### Requirement
Starting at the top of the records and going up to and including the line with "[(15, 327)]", write those lines out again, switching "compartment door" to "cargo hatch" and leaving everything else unchanged.

______

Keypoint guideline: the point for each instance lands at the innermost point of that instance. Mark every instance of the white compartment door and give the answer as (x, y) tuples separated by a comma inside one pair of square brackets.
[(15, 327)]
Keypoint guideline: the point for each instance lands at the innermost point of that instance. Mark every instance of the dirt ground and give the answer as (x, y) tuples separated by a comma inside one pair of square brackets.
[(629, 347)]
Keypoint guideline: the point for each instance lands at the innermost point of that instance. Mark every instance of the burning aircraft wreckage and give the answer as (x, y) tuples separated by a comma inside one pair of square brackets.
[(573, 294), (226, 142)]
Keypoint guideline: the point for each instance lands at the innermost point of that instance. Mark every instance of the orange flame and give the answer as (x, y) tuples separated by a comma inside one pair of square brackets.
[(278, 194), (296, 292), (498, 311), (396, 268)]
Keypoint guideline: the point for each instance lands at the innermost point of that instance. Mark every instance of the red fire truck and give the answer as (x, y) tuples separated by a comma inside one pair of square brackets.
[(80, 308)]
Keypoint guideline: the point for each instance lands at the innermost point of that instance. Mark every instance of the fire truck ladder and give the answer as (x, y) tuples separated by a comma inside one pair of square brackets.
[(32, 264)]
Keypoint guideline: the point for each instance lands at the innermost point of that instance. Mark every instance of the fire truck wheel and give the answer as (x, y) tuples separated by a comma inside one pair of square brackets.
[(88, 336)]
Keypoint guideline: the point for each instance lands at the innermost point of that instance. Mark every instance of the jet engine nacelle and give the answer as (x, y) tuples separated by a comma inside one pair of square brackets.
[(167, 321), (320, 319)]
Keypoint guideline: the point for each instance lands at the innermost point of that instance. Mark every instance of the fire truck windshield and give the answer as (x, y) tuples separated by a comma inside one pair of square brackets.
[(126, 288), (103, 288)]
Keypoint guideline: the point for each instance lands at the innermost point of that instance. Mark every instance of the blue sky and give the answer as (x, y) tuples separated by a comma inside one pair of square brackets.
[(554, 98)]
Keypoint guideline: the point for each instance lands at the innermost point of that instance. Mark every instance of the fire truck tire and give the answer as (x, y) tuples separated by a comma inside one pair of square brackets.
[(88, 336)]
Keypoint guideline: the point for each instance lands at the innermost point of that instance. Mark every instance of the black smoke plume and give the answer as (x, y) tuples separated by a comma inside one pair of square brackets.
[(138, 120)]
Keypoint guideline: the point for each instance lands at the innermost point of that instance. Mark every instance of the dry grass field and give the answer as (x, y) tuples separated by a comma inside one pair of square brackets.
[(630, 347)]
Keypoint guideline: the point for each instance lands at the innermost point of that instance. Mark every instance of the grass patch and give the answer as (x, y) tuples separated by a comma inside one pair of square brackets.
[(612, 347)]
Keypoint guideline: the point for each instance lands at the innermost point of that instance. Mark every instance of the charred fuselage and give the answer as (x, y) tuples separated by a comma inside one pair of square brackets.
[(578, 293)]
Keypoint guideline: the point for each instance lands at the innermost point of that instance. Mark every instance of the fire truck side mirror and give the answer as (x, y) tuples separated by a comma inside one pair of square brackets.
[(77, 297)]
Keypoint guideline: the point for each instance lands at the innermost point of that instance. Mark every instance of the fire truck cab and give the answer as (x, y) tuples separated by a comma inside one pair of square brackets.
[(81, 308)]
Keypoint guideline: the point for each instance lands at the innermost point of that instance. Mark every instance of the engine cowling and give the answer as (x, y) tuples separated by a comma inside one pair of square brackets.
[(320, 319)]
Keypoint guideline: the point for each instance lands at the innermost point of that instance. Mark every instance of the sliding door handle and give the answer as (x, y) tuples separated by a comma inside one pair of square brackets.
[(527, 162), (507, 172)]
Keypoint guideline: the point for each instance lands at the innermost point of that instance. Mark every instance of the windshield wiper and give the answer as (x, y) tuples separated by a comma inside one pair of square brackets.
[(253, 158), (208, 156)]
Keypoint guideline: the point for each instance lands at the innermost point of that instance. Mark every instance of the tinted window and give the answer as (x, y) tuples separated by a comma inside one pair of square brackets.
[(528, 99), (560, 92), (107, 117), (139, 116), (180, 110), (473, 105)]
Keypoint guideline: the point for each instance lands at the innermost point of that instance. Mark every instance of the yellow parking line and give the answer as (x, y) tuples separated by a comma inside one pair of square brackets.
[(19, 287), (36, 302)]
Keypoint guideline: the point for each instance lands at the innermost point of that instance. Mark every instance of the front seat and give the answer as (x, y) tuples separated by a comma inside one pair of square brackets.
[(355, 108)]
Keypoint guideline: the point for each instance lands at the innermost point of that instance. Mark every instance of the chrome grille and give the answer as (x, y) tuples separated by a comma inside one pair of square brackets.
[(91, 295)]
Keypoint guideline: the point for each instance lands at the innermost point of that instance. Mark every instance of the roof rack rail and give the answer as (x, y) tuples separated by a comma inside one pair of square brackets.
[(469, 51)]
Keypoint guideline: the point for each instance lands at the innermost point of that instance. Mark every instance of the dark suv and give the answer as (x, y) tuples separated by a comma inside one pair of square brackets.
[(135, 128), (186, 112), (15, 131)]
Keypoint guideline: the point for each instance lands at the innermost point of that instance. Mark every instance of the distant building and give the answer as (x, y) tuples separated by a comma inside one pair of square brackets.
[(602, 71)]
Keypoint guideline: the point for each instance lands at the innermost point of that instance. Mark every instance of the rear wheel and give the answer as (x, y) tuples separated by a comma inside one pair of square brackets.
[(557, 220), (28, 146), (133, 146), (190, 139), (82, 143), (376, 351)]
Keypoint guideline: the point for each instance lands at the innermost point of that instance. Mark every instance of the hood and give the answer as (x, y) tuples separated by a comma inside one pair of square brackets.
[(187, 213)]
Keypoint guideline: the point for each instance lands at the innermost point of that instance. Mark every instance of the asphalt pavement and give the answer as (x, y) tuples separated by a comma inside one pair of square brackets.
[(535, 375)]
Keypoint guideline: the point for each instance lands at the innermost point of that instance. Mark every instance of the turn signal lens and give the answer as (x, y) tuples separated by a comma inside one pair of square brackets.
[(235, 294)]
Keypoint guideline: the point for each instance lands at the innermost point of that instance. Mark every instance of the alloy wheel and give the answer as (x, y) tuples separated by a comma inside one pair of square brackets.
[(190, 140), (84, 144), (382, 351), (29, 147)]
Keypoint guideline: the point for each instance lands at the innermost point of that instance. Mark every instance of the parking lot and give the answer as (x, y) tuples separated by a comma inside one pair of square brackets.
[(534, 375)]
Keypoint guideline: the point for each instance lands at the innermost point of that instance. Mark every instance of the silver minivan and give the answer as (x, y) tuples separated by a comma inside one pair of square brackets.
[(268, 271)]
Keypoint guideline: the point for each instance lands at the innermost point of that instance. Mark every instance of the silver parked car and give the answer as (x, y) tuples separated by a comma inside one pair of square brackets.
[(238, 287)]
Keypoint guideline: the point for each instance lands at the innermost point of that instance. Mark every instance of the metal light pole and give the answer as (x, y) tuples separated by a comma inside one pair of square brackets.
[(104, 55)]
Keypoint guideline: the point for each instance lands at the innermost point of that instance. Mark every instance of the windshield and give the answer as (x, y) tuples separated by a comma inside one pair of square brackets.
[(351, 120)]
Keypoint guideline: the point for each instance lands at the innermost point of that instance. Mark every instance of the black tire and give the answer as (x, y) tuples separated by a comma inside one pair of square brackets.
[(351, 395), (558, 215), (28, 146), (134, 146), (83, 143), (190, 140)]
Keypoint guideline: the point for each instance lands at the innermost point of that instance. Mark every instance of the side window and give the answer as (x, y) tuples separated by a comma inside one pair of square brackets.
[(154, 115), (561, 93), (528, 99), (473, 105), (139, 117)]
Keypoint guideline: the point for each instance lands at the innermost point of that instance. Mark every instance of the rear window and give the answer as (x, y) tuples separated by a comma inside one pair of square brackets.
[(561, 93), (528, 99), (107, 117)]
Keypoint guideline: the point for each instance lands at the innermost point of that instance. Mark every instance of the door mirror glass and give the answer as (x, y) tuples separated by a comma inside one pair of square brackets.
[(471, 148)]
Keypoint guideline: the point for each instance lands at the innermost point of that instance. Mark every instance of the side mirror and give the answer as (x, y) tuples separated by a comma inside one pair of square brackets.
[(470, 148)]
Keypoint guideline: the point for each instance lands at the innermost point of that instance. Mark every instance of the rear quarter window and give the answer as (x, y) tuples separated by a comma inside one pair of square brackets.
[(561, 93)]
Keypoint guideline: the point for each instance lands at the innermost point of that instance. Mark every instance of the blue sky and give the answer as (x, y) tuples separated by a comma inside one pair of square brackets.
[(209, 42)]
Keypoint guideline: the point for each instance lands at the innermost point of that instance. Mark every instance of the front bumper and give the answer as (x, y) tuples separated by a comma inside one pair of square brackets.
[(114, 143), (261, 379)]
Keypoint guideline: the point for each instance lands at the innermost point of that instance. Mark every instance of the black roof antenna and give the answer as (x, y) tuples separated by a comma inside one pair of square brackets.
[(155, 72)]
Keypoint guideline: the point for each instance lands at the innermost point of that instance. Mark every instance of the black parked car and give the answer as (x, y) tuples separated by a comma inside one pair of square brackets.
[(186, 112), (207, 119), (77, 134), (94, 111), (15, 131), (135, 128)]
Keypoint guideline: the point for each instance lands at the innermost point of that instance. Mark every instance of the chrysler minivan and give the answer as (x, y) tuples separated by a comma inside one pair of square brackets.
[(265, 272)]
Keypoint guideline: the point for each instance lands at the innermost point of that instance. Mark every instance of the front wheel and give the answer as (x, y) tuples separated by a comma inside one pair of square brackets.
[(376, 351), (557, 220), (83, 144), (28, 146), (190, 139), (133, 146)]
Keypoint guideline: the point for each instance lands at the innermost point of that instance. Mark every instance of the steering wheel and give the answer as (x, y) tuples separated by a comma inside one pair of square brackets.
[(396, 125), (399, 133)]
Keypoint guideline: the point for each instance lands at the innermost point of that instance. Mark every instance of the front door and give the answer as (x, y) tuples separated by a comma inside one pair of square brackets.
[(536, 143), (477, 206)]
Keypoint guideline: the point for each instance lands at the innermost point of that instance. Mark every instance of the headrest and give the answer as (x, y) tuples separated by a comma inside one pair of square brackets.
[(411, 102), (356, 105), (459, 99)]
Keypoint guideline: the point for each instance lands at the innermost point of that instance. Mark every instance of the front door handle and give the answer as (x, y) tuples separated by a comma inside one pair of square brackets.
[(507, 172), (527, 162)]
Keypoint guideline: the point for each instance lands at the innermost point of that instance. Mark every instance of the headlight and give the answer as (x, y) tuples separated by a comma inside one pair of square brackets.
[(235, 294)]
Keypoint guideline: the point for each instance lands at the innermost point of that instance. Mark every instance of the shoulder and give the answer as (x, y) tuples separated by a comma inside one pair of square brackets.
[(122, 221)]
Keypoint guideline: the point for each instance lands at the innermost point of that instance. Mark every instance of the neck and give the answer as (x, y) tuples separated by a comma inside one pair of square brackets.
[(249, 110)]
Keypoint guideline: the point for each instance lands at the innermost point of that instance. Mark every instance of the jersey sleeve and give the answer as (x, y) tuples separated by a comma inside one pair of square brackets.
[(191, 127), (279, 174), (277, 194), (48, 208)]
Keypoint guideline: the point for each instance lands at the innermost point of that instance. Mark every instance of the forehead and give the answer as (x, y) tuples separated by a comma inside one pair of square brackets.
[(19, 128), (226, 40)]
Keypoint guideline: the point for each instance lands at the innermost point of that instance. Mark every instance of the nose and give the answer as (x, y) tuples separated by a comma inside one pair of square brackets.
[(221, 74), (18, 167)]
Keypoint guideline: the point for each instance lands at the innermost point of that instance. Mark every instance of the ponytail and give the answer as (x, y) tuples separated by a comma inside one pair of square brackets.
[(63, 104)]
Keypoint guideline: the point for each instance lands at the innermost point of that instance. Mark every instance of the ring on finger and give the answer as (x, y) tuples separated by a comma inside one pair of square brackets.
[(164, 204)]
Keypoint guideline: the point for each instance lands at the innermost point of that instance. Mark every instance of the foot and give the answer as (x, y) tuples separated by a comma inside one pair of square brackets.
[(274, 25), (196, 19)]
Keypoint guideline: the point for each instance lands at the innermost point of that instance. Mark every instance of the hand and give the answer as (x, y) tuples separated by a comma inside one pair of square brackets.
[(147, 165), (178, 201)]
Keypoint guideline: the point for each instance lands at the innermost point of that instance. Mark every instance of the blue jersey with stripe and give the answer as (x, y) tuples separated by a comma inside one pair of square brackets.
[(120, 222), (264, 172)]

______

### Answer to this problem
Keypoint guideline: the point for each instance lands at the innermost point of that instance. Mark every instance of the white cargo hatch and give the answer as (x, y) tuples separated by a comma inside one pair of square brackets.
[(15, 327)]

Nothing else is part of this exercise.